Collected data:
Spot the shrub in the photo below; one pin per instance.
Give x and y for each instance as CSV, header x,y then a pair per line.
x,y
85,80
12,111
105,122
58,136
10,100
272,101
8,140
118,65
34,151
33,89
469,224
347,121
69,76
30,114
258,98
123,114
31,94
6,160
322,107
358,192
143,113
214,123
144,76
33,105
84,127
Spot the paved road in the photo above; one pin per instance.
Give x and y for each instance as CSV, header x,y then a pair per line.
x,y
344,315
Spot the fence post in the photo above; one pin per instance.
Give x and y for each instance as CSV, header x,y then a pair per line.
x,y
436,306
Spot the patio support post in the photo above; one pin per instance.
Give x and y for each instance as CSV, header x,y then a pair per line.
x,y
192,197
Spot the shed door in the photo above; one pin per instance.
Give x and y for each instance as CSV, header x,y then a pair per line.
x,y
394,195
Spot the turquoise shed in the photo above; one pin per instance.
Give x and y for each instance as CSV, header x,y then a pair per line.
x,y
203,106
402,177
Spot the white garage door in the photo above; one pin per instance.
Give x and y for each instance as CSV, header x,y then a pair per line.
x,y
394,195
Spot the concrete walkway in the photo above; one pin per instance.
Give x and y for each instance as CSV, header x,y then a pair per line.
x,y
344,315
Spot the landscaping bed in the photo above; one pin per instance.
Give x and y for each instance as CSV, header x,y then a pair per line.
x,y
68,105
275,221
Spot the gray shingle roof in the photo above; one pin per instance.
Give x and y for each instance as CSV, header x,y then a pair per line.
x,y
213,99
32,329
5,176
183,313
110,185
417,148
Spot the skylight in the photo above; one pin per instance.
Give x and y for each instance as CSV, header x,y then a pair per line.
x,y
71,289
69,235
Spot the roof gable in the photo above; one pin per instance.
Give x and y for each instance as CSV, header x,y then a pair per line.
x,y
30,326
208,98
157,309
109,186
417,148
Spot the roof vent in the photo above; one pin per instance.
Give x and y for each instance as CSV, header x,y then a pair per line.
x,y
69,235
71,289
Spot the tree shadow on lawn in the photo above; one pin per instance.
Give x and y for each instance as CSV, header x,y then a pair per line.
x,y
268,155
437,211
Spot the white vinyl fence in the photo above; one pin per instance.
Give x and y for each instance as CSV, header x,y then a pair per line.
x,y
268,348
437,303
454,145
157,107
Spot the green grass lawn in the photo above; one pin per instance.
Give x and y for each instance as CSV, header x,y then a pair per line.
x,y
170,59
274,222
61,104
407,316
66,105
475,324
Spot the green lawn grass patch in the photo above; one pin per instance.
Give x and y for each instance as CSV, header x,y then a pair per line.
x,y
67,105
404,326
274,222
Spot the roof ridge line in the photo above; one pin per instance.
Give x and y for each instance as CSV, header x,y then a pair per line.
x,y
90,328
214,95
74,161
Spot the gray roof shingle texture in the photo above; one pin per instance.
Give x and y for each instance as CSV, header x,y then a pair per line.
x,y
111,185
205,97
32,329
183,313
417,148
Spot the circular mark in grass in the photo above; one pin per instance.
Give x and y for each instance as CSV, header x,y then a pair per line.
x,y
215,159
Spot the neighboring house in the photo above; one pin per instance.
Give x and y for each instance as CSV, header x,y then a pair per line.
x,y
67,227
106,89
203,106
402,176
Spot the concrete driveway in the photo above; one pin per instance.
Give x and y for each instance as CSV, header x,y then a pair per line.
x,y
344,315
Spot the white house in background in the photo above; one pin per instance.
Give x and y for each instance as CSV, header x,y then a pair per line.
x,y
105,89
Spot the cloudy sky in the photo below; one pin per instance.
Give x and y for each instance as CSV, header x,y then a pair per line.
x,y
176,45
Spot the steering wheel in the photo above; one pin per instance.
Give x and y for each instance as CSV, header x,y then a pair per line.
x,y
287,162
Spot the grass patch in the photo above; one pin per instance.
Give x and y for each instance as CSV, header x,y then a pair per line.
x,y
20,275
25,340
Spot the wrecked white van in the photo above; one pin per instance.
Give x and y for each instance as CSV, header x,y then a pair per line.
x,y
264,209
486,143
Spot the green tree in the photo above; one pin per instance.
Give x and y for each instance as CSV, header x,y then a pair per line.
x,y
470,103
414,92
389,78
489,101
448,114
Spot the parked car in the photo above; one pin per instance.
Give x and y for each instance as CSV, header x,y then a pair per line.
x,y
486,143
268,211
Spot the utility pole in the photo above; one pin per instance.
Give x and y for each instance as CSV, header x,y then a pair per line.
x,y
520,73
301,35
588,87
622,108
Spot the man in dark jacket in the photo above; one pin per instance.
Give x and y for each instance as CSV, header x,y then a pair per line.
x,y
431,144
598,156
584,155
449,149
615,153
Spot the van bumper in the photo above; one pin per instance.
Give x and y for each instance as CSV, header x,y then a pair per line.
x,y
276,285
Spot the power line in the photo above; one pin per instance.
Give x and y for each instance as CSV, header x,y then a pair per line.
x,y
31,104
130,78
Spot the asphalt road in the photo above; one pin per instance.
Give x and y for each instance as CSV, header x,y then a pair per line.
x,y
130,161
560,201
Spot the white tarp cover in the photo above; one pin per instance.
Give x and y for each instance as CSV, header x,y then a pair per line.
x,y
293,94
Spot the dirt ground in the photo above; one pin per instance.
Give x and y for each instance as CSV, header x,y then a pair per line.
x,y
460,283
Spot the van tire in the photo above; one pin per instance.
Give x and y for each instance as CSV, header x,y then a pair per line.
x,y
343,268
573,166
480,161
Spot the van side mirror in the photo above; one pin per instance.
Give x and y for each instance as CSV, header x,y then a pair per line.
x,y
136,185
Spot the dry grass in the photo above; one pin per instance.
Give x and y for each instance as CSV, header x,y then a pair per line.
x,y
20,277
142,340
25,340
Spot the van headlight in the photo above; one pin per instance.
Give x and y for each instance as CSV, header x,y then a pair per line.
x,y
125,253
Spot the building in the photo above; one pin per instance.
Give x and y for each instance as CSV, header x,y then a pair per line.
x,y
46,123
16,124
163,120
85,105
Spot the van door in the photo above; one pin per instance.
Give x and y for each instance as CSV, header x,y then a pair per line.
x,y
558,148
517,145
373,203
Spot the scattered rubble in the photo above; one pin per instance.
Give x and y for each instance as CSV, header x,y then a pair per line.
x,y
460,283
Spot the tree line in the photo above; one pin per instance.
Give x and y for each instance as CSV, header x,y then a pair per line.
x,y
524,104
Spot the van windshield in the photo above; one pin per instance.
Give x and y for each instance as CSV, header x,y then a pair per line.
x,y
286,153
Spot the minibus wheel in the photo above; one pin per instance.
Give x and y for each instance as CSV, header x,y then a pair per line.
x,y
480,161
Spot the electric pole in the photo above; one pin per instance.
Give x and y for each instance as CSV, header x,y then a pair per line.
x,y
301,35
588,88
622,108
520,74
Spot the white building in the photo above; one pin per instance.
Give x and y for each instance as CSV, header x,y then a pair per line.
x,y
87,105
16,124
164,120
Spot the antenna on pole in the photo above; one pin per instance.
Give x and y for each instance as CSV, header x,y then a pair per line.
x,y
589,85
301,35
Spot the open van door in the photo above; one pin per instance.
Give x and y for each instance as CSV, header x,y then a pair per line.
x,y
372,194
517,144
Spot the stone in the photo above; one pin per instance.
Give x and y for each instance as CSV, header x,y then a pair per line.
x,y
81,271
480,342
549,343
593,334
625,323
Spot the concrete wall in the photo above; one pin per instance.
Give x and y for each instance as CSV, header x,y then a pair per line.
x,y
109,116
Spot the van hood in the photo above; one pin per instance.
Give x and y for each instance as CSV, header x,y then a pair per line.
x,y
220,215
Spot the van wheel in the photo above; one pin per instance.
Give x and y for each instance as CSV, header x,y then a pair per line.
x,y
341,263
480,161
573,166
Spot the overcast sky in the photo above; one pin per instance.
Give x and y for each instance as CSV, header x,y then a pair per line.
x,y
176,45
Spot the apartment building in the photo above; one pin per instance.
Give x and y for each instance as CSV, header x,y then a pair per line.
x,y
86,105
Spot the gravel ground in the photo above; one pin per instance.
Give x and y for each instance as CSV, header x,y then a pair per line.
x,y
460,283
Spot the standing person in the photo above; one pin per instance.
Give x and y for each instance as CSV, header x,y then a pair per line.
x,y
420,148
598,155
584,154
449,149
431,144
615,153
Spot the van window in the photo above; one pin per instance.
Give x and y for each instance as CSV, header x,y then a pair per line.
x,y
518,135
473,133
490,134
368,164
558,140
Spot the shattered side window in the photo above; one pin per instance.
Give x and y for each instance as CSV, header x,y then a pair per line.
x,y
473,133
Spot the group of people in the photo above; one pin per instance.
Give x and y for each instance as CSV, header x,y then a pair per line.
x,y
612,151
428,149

*Your assignment*
Return, in full, every line of these entries that holds "below".

*Solution*
Spot the shrub in the photo below; one pin per instance.
Spot the cloudy sky in the photo below; one pin per instance.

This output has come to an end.